### Requirement
Copy out, without changes, everything from the line containing "Where can the bare" down to the last line of the listing, both ends included.

### Source data
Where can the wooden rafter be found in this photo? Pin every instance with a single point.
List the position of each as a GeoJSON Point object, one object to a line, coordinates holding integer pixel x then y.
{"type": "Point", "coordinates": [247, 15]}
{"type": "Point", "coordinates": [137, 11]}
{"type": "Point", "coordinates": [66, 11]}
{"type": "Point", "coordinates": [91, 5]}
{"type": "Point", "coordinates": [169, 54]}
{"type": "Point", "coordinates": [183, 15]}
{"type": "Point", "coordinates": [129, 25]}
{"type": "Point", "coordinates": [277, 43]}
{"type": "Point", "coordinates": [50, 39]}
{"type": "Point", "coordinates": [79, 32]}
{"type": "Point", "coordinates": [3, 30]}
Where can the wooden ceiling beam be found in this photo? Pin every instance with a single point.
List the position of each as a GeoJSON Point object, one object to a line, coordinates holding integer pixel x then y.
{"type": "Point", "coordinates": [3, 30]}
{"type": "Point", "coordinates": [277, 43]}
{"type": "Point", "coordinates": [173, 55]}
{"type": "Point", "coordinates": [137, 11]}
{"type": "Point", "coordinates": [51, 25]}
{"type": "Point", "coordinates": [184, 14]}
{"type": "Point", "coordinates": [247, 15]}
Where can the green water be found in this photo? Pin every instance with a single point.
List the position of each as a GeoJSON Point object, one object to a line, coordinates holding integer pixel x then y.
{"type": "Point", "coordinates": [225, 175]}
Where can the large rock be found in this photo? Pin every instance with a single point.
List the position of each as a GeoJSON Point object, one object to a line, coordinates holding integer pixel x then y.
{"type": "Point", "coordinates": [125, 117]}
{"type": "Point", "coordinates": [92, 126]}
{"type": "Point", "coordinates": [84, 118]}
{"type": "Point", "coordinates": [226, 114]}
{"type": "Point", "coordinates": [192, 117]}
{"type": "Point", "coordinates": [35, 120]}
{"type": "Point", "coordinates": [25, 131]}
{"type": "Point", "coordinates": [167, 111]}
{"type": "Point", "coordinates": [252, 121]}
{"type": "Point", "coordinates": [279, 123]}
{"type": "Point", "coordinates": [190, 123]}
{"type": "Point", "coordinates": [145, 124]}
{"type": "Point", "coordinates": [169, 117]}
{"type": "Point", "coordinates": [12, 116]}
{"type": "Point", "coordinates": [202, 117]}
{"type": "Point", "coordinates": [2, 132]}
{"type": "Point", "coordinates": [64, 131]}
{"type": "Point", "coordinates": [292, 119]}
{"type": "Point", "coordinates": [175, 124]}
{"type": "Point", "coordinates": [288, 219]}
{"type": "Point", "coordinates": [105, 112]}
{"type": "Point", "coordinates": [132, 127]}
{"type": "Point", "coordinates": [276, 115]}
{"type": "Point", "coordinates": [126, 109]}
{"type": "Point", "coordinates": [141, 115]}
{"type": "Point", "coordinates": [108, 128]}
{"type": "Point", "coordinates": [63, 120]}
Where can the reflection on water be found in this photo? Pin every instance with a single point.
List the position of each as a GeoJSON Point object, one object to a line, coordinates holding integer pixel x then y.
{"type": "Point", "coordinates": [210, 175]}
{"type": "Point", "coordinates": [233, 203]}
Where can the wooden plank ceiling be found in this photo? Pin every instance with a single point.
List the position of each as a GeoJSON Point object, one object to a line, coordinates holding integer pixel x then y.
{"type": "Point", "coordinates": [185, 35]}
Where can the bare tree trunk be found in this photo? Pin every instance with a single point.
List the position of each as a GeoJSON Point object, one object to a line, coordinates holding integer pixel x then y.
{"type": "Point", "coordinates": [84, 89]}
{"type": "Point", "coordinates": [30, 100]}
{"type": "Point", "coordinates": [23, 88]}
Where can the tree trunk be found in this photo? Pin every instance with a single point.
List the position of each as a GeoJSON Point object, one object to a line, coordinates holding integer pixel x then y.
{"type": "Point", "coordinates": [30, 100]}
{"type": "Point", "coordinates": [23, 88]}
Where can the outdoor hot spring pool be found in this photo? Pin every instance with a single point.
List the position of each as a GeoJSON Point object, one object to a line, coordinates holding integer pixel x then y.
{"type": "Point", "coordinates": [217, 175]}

### Task answer
Where can the bare tree trunk be found in this photo? Pin every instance with a single point.
List the position of each as a GeoJSON Point object, one object to a line, coordinates holding integer pixel x then y.
{"type": "Point", "coordinates": [84, 89]}
{"type": "Point", "coordinates": [30, 100]}
{"type": "Point", "coordinates": [23, 88]}
Where can the tree trunk be found in this photo? Pin every instance with a single point.
List the position of each as a GeoJSON Point object, one object to a line, coordinates holding integer pixel x then y.
{"type": "Point", "coordinates": [30, 100]}
{"type": "Point", "coordinates": [23, 88]}
Where can the outdoor hot spring pool be found in this photo? Pin every instance with a single point.
List the position of each as a GeoJSON Point object, one object to a line, coordinates holding integer pixel x then y.
{"type": "Point", "coordinates": [217, 175]}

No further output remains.